• [SOURCE EXTRACT]:

-*-*-

In the days of pre-World War I Colonial Nigeria, a man named Frank Hives served as District Commissioner on the upper regions of the Cross River. Some years later, his livelier reminiscences of this period were collected in a 1930 book, "Ju-Ju and Justice in Nigeria." It contains many colorful and curious anecdotes, of which the weirdest was related in the chapter titled, "The Haunted Rest House." It is a memorable first-hand account of someone who does not believe in ghosts, does not want to believe in ghosts...but concedes that on one particular night, he met one very angry ghost.
Hives' brush with The Weird began with a tour of the communities under his rule. Nothing of any importance happened until he approached the town of Isuingo, in the Bende district. The place had "none too good a reputation." The residents were unfriendly and hostile to any outside interference. The roads and water supply were bad, and although the "rest house" had been built only two years before, it too was decrepit. Accordingly, Hives sent ahead of him instructions to have the house cleaned and repaired for his use.
When he arrived at Isuingo, he found that the rest house had indeed been cleaned, but not with any willing spirit on the part of the locals. Hives noted that they looked "sulky and decidedly unfriendly." He was told that the local chiefs had been most reluctant to have the rest house repaired. In fact, Hives noticed, no one wanted to be anywhere near the place. When he summoned the town's chiefs to meet with him, they very clearly looked as if they'd rather be anyplace else in the world. When Hives asked them about this curious reluctance, one of the patriarchs said hesitantly, "We do not mean to be disrespectful; but we did not want you to come here--it means trouble." Hives was not able to get them to say just what sort of "trouble" they were expecting.
After a day of dealing with routine administrative duties, Hives had dinner and retired to the rest house. The two-room dwelling had walls of red mud six feet high and a palm-leaf roof, with servants' quarters about thirty yards away. All seemed perfectly ordinary until evening, when Hives began to notice a "particularly unpleasant odour." He was unable to find any source for the smell, but it somehow pervaded the entire house. It reminded him of the odor of decomposing bodies. Hives instructed his servants to find where the awful smell came from and, hopefully, get rid of the source, but after a very perfunctory search--the servants shared in the unexplained universal antipathy to the house--they announced that they could find nothing. The men all escaped to their own quarters as soon as they possibly could.
Hives found himself wishing he could join them. In addition to the mysterious smell, he was feeling "an unnatural something about the place that gave me an eerie feeling. I found myself peering into the gloomy corners, though what I expected to see I could not have described." He forced himself to ignore his increasing unease and went to bed.

-*-*-

• [GIVEN ENTRIES]:
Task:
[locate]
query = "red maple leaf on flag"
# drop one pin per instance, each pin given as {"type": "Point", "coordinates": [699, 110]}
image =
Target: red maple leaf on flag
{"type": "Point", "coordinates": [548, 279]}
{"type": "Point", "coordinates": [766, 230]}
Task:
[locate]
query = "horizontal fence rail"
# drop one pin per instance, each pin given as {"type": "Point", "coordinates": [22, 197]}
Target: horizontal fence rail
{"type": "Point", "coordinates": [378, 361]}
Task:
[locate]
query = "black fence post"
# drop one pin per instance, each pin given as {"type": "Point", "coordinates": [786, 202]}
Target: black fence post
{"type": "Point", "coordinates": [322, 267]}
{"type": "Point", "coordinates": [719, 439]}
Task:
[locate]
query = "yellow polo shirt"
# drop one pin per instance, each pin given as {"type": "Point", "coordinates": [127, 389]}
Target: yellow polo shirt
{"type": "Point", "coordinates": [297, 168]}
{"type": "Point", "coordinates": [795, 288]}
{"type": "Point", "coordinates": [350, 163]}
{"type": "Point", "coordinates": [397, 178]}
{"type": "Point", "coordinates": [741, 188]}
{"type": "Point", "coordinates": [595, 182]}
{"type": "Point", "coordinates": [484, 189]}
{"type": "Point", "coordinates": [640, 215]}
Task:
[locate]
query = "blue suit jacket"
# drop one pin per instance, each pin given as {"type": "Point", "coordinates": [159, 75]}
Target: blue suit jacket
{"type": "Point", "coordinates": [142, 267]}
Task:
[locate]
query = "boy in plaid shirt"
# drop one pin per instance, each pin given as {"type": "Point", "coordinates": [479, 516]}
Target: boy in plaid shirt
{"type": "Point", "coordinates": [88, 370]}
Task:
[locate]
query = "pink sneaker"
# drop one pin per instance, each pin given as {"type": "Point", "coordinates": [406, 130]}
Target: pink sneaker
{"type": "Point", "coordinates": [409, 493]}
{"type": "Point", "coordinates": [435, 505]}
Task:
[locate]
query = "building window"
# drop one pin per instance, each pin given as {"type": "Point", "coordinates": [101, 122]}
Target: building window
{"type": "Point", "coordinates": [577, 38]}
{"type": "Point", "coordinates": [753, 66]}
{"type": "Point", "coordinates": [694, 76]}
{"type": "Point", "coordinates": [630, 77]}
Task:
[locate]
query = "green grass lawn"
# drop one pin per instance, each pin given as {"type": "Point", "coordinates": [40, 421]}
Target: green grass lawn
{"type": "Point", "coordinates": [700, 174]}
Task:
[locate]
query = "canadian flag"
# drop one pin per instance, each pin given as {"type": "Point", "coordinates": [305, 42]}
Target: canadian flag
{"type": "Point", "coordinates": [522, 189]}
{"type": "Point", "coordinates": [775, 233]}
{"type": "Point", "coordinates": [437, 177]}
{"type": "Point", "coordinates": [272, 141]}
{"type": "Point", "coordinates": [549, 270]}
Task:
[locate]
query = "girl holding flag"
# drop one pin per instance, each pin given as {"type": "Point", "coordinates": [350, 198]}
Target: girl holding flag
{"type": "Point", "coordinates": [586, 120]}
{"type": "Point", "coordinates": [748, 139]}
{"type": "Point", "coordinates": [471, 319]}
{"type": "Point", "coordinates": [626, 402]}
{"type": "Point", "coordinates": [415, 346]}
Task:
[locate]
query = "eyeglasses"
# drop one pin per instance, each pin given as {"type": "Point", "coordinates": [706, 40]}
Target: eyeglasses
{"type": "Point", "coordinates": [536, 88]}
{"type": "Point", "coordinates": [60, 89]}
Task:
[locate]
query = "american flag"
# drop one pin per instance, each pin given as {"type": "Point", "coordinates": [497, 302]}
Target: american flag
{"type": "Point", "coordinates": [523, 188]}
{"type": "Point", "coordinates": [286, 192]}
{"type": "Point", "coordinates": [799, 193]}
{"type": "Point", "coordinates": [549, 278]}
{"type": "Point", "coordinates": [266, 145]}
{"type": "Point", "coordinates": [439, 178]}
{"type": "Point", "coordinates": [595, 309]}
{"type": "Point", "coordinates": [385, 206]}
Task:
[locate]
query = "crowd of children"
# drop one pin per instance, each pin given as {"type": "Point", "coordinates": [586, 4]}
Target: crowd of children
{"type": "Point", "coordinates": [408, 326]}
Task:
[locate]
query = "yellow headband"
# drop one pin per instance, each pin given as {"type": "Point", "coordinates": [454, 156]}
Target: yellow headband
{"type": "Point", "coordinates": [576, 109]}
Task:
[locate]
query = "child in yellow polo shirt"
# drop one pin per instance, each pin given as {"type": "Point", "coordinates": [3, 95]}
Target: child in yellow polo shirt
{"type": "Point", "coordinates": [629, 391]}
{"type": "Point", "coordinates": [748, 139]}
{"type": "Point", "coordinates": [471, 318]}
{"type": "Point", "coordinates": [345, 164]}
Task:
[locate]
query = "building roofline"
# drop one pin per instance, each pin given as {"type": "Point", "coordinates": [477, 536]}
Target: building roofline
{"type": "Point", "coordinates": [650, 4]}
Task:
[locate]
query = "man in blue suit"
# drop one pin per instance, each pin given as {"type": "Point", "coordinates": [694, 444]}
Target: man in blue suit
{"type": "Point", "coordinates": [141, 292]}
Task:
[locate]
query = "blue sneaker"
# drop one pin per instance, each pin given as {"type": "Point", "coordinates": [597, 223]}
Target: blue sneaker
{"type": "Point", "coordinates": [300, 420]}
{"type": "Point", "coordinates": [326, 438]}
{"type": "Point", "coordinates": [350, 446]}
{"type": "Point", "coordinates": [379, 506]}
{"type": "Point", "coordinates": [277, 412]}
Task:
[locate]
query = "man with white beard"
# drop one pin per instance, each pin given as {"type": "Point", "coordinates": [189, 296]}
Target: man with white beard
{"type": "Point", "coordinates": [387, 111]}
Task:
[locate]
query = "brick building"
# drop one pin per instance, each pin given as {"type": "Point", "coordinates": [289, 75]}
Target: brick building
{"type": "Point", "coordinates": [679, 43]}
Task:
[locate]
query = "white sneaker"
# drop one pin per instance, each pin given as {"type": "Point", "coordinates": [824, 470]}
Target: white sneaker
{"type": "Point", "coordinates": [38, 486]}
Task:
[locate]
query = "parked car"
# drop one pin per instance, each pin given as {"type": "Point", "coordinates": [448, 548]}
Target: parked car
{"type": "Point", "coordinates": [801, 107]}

-*-*-

• [BRIEF 1]: In the rest house account, rewrite the part from "When he arrived" up to and including "they were expecting.", putting "elders" wherever "chiefs" appears.
• [BRIEF 2]: Pick out every line of the records that contains the string "post", matching case exactly.
The rest house account and the records have nothing to do with each other.

• [EXERCISE RESPONSE 1]:
When he arrived at Isuingo, he found that the rest house had indeed been cleaned, but not with any willing spirit on the part of the locals. Hives noted that they looked "sulky and decidedly unfriendly." He was told that the local elders had been most reluctant to have the rest house repaired. In fact, Hives noticed, no one wanted to be anywhere near the place. When he summoned the town's elders to meet with him, they very clearly looked as if they'd rather be anyplace else in the world. When Hives asked them about this curious reluctance, one of the patriarchs said hesitantly, "We do not mean to be disrespectful; but we did not want you to come here--it means trouble." Hives was not able to get them to say just what sort of "trouble" they were expecting.

• [EXERCISE RESPONSE 2]:
query = "black fence post"
Target: black fence post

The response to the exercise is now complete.